WHAT TO DO -> Which places does the profile of Dr. Randell Skau below name as destinations of his medical-mission trips?

EXTRACT ->
-------------------------
Surgeon of the world
Dr. Randell Skau brings a wealth of experience to his job
Dr. Randell Skau is a citizen of the world. He was born and raised in India, where his parents were on a religious mission. He went to college in the Napa Valley and studied medicine in Southern California before working in Tennessee. He spent 10 years in Nigeria, along with taking medical-mission trips to Malaysia, Thailand, Zambia and Antigua. Then he found himself in Maine.
Since autumn 2007, Skau has called Butte County home. He performs general surgery at Oroville Hospital and sees patients in his office on the medical-center grounds. He and his wife, Melinda, a family physician, still take medical missions around the world. Their most recent trips have been to Fiji and Ethiopia.
So how did this international man of medicine wind up in Oroville? Simply put, he wanted a place near relatives that his family—teenage son and daughter—could call home.
“I went back to Nigeria once after a visit here and virtually sat down and cried because I felt like I had given my kids wings but no roots,” Skau said. “But, then, that’s the way I grew up.”
Skau’s paternal grandparents settled in the Napa Valley after decades as missionaries in Asia—primarily India, but also Burma. His parents spent most of the 1950s and ’60s in India, which is how he happened to be born there. He first visited his homeland, the United States, when he was 6.
-------------------------
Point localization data
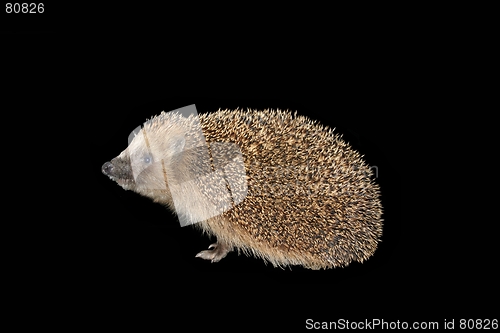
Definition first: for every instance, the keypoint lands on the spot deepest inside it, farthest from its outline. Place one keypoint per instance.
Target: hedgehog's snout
(107, 168)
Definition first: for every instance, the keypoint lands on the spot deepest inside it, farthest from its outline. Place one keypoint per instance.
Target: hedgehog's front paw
(217, 252)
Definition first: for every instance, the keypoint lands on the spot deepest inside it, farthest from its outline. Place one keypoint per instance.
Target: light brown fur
(309, 198)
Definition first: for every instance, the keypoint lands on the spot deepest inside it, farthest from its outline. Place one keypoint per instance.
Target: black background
(97, 253)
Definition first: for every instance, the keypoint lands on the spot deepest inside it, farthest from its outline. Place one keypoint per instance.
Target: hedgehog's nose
(107, 168)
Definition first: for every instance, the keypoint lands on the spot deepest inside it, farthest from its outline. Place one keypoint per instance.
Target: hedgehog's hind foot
(216, 252)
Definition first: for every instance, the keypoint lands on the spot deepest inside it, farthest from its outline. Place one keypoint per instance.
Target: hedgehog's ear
(177, 144)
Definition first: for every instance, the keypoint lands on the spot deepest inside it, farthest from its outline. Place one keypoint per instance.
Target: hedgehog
(269, 183)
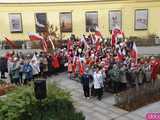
-------------------------
SOLUTION -> Malaysia, Thailand, Zambia, Antigua, Fiji, Ethiopia